Each entry should be set down exactly as written, except for any picture it holds.

▸ INFORMATION SHOWN
┄┄┄┄┄┄
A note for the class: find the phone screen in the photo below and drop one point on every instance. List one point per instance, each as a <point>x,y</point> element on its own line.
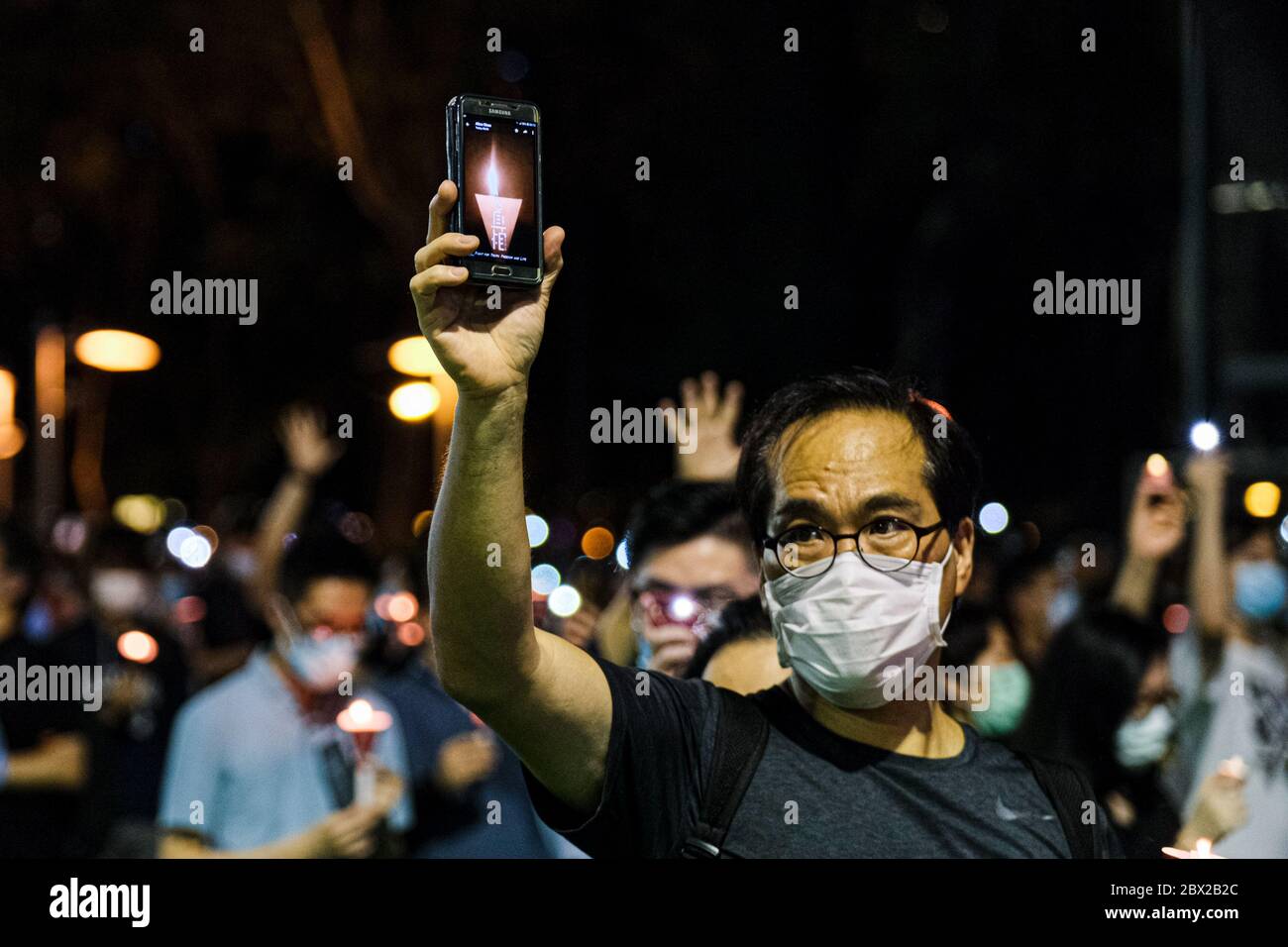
<point>498,188</point>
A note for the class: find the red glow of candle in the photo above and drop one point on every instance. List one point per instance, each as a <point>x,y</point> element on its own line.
<point>362,722</point>
<point>1202,849</point>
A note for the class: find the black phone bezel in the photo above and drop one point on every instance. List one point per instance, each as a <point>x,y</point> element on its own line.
<point>460,106</point>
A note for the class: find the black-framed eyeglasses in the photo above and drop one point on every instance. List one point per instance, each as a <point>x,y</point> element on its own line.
<point>888,544</point>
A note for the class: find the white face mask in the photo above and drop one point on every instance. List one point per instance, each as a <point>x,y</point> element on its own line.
<point>846,630</point>
<point>1140,742</point>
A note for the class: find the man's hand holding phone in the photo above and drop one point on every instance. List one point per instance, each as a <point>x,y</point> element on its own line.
<point>484,351</point>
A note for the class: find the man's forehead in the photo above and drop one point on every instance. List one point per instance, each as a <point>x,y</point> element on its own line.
<point>850,455</point>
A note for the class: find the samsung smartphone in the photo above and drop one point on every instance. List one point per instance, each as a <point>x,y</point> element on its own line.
<point>493,158</point>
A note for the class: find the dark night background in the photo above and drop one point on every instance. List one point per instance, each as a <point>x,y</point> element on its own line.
<point>768,169</point>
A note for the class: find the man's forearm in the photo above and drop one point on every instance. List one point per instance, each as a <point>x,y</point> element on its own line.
<point>180,845</point>
<point>480,579</point>
<point>1207,570</point>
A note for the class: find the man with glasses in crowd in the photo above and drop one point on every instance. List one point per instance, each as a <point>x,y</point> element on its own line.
<point>862,495</point>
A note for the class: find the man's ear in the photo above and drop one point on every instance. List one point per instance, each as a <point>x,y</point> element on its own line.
<point>964,544</point>
<point>760,591</point>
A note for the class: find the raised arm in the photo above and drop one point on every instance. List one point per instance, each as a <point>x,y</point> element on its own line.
<point>546,697</point>
<point>1155,527</point>
<point>1210,591</point>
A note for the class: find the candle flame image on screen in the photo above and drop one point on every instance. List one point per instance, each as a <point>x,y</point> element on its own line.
<point>492,180</point>
<point>500,214</point>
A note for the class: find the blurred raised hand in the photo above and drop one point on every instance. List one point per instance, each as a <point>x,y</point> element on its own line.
<point>303,434</point>
<point>1155,525</point>
<point>715,419</point>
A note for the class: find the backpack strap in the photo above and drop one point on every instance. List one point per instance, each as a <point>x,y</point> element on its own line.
<point>742,733</point>
<point>1069,789</point>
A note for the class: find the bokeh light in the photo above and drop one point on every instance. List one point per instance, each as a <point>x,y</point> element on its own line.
<point>140,512</point>
<point>114,350</point>
<point>596,543</point>
<point>402,607</point>
<point>537,530</point>
<point>1205,436</point>
<point>413,401</point>
<point>1261,499</point>
<point>565,600</point>
<point>993,518</point>
<point>411,634</point>
<point>413,356</point>
<point>545,579</point>
<point>138,646</point>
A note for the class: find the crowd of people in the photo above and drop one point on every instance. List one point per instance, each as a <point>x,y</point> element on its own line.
<point>790,569</point>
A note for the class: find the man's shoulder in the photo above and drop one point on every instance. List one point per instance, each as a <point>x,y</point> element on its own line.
<point>639,682</point>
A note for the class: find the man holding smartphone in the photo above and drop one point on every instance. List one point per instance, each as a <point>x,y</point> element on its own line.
<point>866,541</point>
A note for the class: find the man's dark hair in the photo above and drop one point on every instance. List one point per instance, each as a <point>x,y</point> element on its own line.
<point>952,471</point>
<point>323,556</point>
<point>738,621</point>
<point>681,510</point>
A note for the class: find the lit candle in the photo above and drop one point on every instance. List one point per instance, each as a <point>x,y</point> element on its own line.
<point>362,722</point>
<point>1202,849</point>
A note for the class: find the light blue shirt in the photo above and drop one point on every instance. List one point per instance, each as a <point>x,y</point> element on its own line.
<point>245,767</point>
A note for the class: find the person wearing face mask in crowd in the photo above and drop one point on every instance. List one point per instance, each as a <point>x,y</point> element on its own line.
<point>145,682</point>
<point>1103,696</point>
<point>863,519</point>
<point>979,638</point>
<point>1232,664</point>
<point>691,554</point>
<point>47,744</point>
<point>1103,701</point>
<point>739,652</point>
<point>1029,594</point>
<point>683,528</point>
<point>257,764</point>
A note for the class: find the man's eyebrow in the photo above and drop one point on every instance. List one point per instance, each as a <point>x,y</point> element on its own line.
<point>890,501</point>
<point>799,508</point>
<point>802,508</point>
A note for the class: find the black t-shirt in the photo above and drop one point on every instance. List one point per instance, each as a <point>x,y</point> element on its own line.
<point>814,793</point>
<point>44,822</point>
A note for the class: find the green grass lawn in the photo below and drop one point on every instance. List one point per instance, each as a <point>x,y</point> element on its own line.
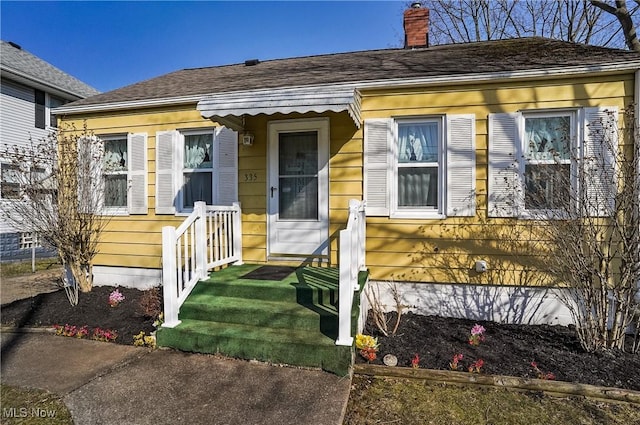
<point>378,400</point>
<point>31,407</point>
┄┄┄┄┄┄
▸ PROBLEM SOLUTION
A note for the class: find the phone screen in the photo below and drop one point on every instance. List one point per instance, each as a <point>x,y</point> element on its own line.
<point>498,188</point>
A note for the class: find the red glow of candle in the photo above and drop one point on every instance. List one point per instance, each as a <point>x,y</point> element on its own line.
<point>362,722</point>
<point>1202,849</point>
A note for the class: find the black phone bezel in the photo above and drop one point on every instance. List one point per instance, each as a <point>x,y</point> element on its own line.
<point>460,106</point>
A note for the class: find the black-framed eyeglasses in the photo above and drop one point on every instance. List one point per instance, each as a <point>x,y</point> element on its own line.
<point>888,544</point>
A note for the class: find the white face mask in the photo above and drop one point on every instance. List one point per instance, each as a <point>x,y</point> element on its own line.
<point>846,630</point>
<point>1140,742</point>
A note for the class: find the man's hand holding phone in the photo above and drop one point on every instance. List one point per instance, each as a <point>x,y</point> element on its own line.
<point>484,351</point>
A note for the class: find the man's forehead in the photo above and drop one point on every instance. List one point per instance, each as a <point>x,y</point> element on its own line.
<point>850,455</point>
A note for the class: find the samsung smartphone in the photo above and drop one point on every instance. List one point per instance, each as a <point>x,y</point> element on its own line.
<point>493,158</point>
A note for the class: find the dark night background in the photo above and drop one point on every instance. List one point per instance, each as a <point>x,y</point> element on its own line.
<point>768,169</point>
A note for the class: find the man's forearm in the photo above and drop one point on every instance. List one point per instance, each as a <point>x,y</point> element on its own line.
<point>180,845</point>
<point>480,579</point>
<point>1207,570</point>
A note for the class: find the man with glasses in crowd in the photo above and drop one point on every instance. List one point per instance, each as a <point>x,y</point> element on its own line.
<point>862,495</point>
A note for the class: find the man's ear in the photo above and drop one point on every instance. List one point per instance, each as a <point>x,y</point> element on its own line.
<point>964,544</point>
<point>760,591</point>
A note for the class: find the raised arm in the photo above and drop one point on every instance. List one point per instance, each as a <point>x,y</point> element on its own line.
<point>546,697</point>
<point>1155,527</point>
<point>1210,591</point>
A note for the class: find the candle flame image on screen in the photo above and drop one point on every instance. List one point per instance, each as a <point>x,y</point> element on its own line.
<point>492,180</point>
<point>500,214</point>
A note for the class: find the blurred raised hand in the photo above and drop one point on every instance. List one point per instance, each as a <point>x,y</point> element on its own line.
<point>303,434</point>
<point>1155,525</point>
<point>715,419</point>
A note for the class: find the backpack strap in the photo above and drop one point on every instance. List one point per instance, each as a <point>x,y</point> element on its own line.
<point>742,733</point>
<point>1069,789</point>
A note for the class: find the bokeh light in the photo above and drop one point on every instance. List one point per instance, each as a <point>x,y</point> element on its own line.
<point>140,512</point>
<point>114,350</point>
<point>596,543</point>
<point>402,607</point>
<point>537,530</point>
<point>1205,436</point>
<point>413,401</point>
<point>1261,499</point>
<point>565,600</point>
<point>993,518</point>
<point>411,634</point>
<point>413,356</point>
<point>545,579</point>
<point>138,646</point>
A note for the class: find the crowd of people in the photo above and drop one point on every instance. List one point per instance, each as a <point>x,y</point> element on its own line.
<point>790,569</point>
A note for the class: find the man's shoulder in the photo above and drop one point on every instance. List one point per instance, each as a <point>x,y</point> element on its own line.
<point>639,682</point>
A note for the class: find the man holding smartphone in the photo above and drop one point on every instance. List one point per instance, each as a <point>x,y</point> element on its own line.
<point>866,541</point>
A note for the class: find the man's dark hair in the photo above and drop one point on every instance. List one point per instance, each as a <point>x,y</point> element on its own line.
<point>952,471</point>
<point>323,556</point>
<point>738,621</point>
<point>681,510</point>
A note for the class: find the lit candle in the photo above and drop one point on every instance. List one point per instance, each as a <point>x,y</point> element on its own line.
<point>362,722</point>
<point>1202,849</point>
A note for the class: find the light blue shirt in the photo above and drop one point on every instance. List one point per instance, each as a <point>x,y</point> element on its own line.
<point>245,767</point>
A note for the class: find the person wearing face mask in crowd in the photo above and drop one point on every instance. List one point per instance, each as a <point>x,y</point> element on its own line.
<point>145,682</point>
<point>1103,696</point>
<point>863,519</point>
<point>979,638</point>
<point>1232,664</point>
<point>691,554</point>
<point>47,744</point>
<point>1103,701</point>
<point>739,652</point>
<point>1029,594</point>
<point>683,528</point>
<point>257,764</point>
A note for the class: find the man's eyebrow in the photo above and drop one point on every instance. List one point per instance, each as a <point>x,y</point> element on its own line.
<point>890,501</point>
<point>799,508</point>
<point>802,508</point>
A note for the class: find the black t-shirt in the photo above and drop one point on every instance. List one point per instance, each as a <point>x,y</point> element on its own line.
<point>814,793</point>
<point>44,822</point>
A note for the class: find the green grass lawn in the photo below and drop one point on every instance. List one point per instance, each as a <point>x,y</point> element on its own line.
<point>378,400</point>
<point>31,407</point>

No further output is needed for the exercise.